Natural language region descriptions:
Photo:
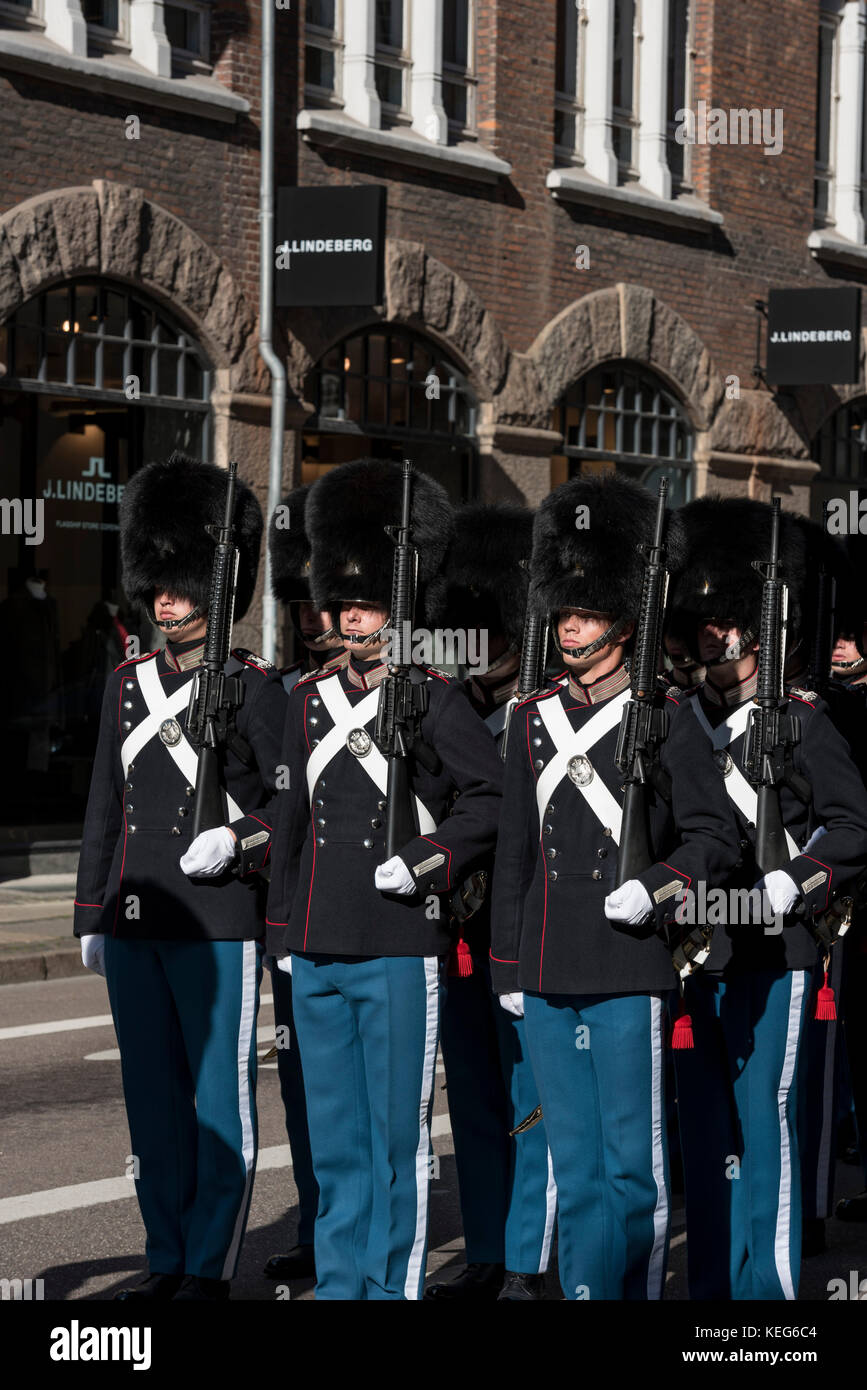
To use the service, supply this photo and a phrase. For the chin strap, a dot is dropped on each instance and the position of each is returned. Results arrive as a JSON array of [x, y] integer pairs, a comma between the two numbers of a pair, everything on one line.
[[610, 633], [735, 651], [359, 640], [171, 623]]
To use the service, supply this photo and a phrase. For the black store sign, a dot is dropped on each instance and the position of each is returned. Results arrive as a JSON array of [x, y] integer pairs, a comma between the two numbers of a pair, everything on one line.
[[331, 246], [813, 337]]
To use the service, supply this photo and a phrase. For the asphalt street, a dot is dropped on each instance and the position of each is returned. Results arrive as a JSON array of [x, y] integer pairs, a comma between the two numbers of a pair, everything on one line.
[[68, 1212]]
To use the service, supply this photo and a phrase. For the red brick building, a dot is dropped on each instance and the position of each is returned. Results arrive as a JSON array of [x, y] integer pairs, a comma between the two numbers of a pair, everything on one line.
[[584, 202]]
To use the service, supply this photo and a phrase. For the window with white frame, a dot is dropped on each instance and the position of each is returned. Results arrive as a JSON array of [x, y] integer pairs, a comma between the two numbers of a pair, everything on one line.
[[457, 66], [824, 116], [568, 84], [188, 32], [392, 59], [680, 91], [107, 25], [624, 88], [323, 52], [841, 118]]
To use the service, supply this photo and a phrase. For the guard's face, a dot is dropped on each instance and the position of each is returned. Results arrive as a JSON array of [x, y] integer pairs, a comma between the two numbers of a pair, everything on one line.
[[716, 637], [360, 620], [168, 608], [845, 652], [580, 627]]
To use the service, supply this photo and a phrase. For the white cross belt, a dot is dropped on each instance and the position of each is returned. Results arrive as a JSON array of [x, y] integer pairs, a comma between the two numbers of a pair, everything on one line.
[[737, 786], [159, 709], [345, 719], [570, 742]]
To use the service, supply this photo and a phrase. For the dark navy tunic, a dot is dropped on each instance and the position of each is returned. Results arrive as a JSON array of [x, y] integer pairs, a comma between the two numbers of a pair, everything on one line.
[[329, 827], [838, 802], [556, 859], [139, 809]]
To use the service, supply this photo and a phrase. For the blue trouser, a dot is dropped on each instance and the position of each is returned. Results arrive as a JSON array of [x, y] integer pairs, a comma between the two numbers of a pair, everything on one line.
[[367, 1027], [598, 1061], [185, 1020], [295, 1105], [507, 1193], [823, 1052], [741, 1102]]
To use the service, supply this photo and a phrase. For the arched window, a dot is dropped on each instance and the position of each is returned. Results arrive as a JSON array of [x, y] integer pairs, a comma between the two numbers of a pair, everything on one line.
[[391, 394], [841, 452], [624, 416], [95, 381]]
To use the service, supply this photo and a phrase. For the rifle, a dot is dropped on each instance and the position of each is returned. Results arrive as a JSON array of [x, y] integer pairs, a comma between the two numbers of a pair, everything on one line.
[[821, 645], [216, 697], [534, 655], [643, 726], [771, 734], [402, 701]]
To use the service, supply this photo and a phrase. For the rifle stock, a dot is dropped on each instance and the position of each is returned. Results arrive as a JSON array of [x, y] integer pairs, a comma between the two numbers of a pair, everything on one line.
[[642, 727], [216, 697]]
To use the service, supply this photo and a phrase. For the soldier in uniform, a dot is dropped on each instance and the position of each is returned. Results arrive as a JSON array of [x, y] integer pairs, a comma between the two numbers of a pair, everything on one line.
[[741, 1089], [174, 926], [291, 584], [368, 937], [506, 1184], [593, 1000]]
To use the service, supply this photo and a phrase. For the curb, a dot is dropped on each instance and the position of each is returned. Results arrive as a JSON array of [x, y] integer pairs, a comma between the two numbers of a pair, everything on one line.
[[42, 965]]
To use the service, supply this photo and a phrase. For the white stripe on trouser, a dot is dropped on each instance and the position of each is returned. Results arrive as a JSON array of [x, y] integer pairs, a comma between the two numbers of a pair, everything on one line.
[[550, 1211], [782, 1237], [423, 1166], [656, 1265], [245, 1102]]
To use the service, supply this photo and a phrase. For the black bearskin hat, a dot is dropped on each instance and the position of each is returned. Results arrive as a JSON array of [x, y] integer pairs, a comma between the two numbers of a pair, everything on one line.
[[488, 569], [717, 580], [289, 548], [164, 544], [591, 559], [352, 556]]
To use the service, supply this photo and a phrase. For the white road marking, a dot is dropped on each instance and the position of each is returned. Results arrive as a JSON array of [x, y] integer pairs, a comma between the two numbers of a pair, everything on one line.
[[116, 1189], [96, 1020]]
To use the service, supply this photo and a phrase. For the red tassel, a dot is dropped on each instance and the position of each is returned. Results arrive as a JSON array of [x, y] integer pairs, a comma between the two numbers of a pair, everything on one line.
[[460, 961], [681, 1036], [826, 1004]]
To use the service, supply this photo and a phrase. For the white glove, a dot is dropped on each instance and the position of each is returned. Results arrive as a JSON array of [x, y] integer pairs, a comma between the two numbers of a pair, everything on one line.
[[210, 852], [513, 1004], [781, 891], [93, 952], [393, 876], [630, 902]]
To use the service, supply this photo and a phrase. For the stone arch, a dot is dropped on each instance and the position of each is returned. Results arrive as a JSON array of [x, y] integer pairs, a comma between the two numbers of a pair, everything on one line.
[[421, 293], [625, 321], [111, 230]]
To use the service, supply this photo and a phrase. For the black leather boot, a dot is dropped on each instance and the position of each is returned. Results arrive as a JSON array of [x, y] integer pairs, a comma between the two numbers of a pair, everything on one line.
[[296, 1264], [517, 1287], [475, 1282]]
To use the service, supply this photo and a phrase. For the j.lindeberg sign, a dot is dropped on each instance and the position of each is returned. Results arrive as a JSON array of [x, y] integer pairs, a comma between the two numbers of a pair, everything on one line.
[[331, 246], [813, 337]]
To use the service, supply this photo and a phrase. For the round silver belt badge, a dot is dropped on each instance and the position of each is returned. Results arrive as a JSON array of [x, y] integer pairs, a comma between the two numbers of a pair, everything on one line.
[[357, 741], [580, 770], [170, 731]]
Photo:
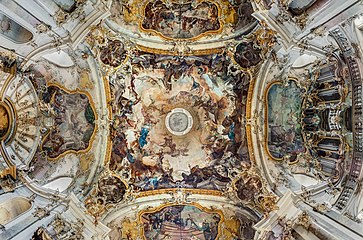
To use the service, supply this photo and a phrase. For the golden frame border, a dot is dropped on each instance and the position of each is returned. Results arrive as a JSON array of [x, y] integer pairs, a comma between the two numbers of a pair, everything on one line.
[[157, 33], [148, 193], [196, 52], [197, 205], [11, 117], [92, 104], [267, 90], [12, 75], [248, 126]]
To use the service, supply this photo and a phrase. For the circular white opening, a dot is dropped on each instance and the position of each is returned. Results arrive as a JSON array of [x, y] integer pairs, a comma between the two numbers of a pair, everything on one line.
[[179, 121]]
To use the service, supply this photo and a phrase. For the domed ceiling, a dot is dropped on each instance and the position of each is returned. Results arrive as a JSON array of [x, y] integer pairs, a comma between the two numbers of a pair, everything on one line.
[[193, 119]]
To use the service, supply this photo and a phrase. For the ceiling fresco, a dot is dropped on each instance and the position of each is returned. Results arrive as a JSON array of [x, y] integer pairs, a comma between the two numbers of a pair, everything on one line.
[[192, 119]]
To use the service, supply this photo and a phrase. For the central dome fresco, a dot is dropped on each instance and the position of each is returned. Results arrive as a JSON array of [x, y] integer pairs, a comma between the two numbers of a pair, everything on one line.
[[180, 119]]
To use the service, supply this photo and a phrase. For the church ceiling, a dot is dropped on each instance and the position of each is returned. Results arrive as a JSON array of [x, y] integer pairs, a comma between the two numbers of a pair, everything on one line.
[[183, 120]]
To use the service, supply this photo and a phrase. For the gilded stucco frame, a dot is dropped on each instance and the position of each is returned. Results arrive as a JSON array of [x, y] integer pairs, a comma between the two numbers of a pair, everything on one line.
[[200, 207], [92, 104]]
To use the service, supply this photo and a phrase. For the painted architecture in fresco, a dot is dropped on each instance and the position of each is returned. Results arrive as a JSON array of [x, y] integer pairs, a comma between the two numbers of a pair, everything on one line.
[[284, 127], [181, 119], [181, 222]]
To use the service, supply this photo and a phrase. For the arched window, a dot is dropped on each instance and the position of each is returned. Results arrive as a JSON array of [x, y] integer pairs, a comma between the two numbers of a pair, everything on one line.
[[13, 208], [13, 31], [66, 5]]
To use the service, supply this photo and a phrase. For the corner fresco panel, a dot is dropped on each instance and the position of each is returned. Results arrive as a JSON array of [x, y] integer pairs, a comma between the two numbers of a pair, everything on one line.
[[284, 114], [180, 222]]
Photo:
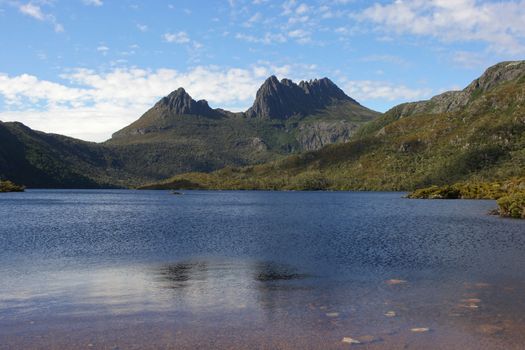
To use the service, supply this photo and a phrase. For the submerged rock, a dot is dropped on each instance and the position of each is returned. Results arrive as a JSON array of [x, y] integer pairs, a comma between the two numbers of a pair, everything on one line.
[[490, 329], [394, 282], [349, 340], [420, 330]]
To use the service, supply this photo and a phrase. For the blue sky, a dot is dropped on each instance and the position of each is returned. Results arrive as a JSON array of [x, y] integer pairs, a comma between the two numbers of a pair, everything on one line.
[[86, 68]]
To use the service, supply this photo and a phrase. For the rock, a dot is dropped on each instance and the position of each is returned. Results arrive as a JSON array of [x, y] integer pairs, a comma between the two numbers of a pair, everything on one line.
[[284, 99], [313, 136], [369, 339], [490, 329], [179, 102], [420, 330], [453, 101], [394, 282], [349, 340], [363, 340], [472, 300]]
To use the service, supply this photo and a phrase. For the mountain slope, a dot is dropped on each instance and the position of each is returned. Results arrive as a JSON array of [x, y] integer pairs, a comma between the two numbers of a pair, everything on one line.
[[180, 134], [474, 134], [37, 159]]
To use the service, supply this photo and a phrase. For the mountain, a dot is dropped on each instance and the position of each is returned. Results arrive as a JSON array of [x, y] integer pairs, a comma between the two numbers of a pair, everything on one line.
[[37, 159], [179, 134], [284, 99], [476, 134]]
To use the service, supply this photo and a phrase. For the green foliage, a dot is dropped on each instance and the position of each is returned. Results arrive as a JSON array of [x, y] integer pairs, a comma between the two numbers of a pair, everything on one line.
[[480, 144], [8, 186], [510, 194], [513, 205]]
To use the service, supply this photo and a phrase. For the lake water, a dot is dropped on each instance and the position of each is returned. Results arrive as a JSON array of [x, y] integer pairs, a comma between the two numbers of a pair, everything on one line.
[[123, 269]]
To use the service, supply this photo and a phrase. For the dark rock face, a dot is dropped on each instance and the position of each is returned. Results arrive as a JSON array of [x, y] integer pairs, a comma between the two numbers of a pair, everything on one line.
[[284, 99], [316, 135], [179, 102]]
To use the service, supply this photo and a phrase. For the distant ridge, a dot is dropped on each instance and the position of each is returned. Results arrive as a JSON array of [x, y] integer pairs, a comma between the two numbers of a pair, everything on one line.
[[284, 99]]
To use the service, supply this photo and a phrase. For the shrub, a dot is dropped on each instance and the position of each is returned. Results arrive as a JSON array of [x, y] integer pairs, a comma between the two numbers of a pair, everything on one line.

* [Instructions for the task]: Copy each line, exactly, that falls between the line containing "For the green" and the end of the entries, both included.

* [Response]:
To use the service, supply this photo and a phrase. For the green foliage, a dot is dropped on each instance and the position of each is returned. Results arrive as a JSON array of [x, y] integer pairs, a comma between the two numbers of a pair, everything on one line.
[[480, 144], [8, 186], [510, 194], [513, 205]]
To use the service, supply this photo and a phrase. For the lake water, a dot is dropped on each instance and the position of each is returned. Results arrive as a JSON array of [x, y] integer pairs, a comma between the two numbers of a pair, everything on one line.
[[123, 269]]
To use the service, supply this photo and a phrase. For the dark rock face, a dot is dropped on each instance and the position of each is returned. Results arrive as a JSON array of [x, y] integer pairs, a comma between the two numbers of a pair, everything on one line.
[[284, 99], [316, 135], [179, 102]]
To use the service, supply this photo and a phrase. For the distant ridge, a dot is dropped on each instance and the position of each is returned. Results arrive as a JSON array of [x, y] integer pairs, a comma between the two numbers of a pair, everything on one line.
[[284, 99]]
To use the service, supply this photo and a phrase. For the shrub, a dot is dropped on each instance and the position of each is returned. Results arrive as a JSON array of [x, y] integer pairs, a comma between the two numbers of a pair, everything on one line.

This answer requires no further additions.